Enhancing ESG Reporting with Knowledge Graphs and LLMs for Precision and Scale
A Talk by Adam Wangrat (Lead Knowledge Graph Engineer, Neural Alpha)
About this Talk
Financial professionals face an overwhelming amount of unstructured data when preparing reports across multiple ESG-related frameworks, such as ISSB, TCFD, and TNFD. The challenge lies in efficiently identifying material risks and opportunities from vast data sources, especially when these involve critical environmental and sustainability concerns.
This talk will share universal lessons about combining knowledge graphs with AI, offering attendees practical insights they can apply to their challenges. Moreover, it highlights nature and biodiversity considerations, which are increasingly relevant in ESG reporting and investment decision-making.
The session will appeal to those already working with knowledge graphs and large language models (LLMs), as well as those interested in integrating these technologies. Specifically, it targets professionals working with GraphRAG architectures or looking to ground LLM workflows in knowledge graph data.
To tackle the challenge of unstructured data in ESG-related reporting, we built a solution that combines the power of knowledge graphs and large language models (LLMs). We structured ESG indicators in a knowledge graph, allowing us to map material risks to specific business activities across multiple frameworks. LLMs were employed to identify which indicators were relevant based on the business sector, such as water usage being critical for certain industries but not others.
Our system uses this contextualized data to extract material indicators from company disclosure documents, ensuring only the relevant information is included. The extraction process is further supported by our ESG taxonomy, which links to the indicators, providing additional context and improving the precision of the data retrieval. This method enables us to automatically generate portfolio-level reports, significantly streamlining the process for financial professionals while ensuring accuracy in identifying risks and opportunities.
Although the project is still in development, the expected impact includes significant time savings for financial institutions and improved risk management. This solution has the potential to reduce operational risks while identifying opportunities for nature-positive investments.

→ **DATASET CONTENT**:
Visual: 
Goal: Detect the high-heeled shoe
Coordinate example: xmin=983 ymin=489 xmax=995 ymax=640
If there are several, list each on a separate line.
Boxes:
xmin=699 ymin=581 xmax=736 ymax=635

→ **PROBLEM DETAILS**: Copy, word for word, the part of the ESG reporting talk description above that lies between "Although the project" and "for nature-positive investments.", inclusive.

→ **RESULT**:
Although the project is still in development, the expected impact includes significant time savings for financial institutions and improved risk management. This solution has the potential to reduce operational risks while identifying opportunities for nature-positive investments.